(Data listing)
════

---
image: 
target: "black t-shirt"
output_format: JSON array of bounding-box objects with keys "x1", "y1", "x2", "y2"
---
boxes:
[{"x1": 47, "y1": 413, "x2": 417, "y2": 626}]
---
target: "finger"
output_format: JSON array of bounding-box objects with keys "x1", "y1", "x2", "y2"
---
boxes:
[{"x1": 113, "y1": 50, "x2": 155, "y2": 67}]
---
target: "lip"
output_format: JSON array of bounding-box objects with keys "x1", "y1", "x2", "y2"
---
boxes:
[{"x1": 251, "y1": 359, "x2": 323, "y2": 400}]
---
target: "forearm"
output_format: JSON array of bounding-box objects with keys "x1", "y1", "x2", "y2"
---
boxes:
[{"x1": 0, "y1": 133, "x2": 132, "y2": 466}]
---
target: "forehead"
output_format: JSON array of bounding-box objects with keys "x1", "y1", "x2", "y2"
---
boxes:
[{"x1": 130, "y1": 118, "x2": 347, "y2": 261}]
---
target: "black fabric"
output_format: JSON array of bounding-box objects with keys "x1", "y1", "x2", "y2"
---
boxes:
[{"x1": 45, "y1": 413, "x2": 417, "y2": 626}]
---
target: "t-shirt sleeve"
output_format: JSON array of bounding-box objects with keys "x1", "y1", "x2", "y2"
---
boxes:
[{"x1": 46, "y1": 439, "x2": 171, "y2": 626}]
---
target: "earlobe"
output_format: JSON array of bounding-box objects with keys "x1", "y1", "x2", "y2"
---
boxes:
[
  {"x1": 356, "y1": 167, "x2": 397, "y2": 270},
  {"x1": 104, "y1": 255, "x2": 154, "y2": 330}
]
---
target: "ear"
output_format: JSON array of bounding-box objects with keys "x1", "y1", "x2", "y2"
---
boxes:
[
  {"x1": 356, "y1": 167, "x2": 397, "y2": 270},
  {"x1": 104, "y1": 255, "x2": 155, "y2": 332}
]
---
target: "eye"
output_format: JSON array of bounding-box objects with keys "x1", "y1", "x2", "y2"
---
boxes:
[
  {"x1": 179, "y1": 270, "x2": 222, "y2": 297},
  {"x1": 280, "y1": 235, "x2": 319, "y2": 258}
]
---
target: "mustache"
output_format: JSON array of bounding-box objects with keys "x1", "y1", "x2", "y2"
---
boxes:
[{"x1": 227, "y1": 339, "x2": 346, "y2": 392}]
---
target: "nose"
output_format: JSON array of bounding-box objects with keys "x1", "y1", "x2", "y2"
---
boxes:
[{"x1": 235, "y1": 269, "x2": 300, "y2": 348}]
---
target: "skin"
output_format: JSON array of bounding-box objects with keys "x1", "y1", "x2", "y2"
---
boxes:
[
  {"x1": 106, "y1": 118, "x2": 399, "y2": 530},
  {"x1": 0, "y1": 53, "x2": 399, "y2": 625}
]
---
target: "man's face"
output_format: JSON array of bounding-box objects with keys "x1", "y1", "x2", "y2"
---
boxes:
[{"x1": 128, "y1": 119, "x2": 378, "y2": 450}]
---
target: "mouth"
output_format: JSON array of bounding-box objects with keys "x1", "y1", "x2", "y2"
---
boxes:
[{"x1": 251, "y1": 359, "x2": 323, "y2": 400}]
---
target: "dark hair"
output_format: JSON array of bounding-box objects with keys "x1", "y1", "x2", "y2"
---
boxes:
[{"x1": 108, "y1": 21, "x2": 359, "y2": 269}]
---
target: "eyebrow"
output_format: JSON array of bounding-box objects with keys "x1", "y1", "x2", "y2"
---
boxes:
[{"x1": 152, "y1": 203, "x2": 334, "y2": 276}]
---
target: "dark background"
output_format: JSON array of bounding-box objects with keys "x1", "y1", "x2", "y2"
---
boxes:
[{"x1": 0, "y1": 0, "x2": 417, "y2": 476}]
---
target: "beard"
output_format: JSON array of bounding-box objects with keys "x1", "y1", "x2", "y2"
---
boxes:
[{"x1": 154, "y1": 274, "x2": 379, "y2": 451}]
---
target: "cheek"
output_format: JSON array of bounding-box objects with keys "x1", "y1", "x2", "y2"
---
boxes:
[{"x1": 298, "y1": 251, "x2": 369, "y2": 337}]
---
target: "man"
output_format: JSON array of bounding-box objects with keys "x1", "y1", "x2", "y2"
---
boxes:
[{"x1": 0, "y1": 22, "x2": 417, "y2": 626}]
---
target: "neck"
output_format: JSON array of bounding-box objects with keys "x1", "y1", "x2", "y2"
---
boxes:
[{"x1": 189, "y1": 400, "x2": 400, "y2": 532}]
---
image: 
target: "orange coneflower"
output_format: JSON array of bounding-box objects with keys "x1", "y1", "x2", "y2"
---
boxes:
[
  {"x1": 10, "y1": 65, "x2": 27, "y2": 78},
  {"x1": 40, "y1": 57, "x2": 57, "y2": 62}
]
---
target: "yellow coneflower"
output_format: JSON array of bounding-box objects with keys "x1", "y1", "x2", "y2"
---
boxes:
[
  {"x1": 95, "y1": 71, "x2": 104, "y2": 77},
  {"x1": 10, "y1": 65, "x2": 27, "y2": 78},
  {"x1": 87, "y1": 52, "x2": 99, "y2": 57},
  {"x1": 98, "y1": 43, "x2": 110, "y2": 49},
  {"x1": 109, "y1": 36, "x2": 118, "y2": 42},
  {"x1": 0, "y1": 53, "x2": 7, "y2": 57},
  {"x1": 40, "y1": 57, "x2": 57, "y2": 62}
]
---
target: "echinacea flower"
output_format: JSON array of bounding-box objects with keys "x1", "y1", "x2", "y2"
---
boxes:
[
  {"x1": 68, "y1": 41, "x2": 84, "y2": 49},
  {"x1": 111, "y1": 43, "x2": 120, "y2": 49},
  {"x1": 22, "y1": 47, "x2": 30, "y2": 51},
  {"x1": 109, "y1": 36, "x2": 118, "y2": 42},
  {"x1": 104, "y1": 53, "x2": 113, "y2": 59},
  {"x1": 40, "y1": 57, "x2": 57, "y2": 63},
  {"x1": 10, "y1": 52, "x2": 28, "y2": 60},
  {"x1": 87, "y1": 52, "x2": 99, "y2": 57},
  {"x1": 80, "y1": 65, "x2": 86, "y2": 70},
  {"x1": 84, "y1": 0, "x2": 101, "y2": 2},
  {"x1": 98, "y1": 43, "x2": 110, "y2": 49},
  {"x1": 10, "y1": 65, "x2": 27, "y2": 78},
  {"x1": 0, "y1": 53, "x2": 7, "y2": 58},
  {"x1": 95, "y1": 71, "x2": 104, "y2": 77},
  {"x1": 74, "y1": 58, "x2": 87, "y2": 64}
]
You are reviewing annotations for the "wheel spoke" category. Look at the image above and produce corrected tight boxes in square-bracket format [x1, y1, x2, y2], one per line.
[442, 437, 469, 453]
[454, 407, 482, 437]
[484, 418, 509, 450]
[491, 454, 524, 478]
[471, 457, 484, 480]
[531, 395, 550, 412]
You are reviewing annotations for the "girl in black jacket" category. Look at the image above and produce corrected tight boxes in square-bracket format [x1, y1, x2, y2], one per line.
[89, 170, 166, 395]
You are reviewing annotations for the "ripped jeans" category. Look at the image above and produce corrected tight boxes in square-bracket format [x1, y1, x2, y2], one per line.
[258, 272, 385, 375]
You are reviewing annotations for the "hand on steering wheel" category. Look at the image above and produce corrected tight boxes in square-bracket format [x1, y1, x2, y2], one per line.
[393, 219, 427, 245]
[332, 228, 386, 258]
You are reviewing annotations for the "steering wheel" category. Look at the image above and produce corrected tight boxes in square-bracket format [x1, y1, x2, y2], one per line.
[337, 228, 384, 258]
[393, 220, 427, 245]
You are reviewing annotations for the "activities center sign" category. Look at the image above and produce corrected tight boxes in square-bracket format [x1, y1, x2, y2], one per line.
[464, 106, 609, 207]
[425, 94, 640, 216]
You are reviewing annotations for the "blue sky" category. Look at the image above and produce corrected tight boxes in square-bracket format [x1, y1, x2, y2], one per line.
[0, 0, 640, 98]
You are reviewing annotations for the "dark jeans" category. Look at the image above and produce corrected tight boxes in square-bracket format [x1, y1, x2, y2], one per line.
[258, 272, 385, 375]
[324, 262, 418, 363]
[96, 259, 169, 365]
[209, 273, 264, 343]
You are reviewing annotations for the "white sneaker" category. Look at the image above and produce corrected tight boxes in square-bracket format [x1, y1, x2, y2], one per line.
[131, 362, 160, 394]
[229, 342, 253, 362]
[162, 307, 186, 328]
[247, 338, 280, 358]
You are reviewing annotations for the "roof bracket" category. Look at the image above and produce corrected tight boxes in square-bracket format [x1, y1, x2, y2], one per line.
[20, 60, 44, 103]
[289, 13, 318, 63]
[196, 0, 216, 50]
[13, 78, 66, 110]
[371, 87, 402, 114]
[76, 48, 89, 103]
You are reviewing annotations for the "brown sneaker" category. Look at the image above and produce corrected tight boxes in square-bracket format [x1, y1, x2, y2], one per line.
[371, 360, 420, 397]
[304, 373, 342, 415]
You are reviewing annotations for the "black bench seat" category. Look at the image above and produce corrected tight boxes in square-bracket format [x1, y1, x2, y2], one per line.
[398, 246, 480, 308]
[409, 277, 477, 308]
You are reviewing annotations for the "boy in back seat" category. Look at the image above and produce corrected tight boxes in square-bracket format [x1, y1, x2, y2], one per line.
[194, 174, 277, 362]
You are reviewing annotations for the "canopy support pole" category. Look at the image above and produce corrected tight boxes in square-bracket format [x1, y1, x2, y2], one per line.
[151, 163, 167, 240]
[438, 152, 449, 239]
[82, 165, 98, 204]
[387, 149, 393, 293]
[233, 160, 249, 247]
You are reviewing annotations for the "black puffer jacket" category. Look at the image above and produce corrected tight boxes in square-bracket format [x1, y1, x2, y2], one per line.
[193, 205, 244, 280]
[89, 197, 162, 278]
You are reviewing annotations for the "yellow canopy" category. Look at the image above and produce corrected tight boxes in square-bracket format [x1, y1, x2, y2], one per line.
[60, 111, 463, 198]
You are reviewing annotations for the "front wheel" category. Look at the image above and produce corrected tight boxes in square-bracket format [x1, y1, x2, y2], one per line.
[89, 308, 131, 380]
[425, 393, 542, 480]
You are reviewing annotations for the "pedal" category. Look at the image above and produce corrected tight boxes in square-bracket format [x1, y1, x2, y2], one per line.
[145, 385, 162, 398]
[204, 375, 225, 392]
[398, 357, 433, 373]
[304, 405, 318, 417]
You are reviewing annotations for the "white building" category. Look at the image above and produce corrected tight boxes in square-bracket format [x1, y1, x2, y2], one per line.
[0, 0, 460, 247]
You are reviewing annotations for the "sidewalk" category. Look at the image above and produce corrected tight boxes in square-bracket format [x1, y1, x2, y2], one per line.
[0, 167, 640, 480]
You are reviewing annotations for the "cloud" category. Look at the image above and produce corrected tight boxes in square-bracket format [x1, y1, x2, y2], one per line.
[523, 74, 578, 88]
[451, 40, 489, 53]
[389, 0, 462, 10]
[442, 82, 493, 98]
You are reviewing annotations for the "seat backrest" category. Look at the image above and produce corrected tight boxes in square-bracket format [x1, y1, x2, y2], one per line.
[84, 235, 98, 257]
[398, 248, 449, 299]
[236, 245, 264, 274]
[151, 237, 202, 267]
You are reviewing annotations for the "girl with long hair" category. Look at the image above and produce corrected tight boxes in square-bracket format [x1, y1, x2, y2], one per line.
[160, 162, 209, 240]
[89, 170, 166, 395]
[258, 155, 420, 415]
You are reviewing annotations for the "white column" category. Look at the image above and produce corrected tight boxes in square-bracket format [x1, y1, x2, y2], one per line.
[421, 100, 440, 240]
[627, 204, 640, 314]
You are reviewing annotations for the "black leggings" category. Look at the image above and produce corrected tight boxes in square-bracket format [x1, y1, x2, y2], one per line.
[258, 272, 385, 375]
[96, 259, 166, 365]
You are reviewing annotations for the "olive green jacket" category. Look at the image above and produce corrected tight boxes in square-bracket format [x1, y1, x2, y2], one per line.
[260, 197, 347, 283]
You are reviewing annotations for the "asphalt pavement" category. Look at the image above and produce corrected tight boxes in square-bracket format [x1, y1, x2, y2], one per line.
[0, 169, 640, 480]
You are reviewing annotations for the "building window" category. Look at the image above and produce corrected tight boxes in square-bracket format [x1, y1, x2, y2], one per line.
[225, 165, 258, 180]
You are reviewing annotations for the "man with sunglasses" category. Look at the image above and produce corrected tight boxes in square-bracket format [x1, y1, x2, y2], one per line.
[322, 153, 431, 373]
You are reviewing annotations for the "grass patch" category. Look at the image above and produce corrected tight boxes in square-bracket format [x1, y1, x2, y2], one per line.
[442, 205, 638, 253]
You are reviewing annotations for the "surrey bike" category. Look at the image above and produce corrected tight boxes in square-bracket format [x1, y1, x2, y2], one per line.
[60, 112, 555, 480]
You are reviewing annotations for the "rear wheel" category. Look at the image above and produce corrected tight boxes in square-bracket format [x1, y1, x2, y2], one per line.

════

Exercise description: Tally the lines in the records above that contain the word "dark" and give only that number.

In response: 3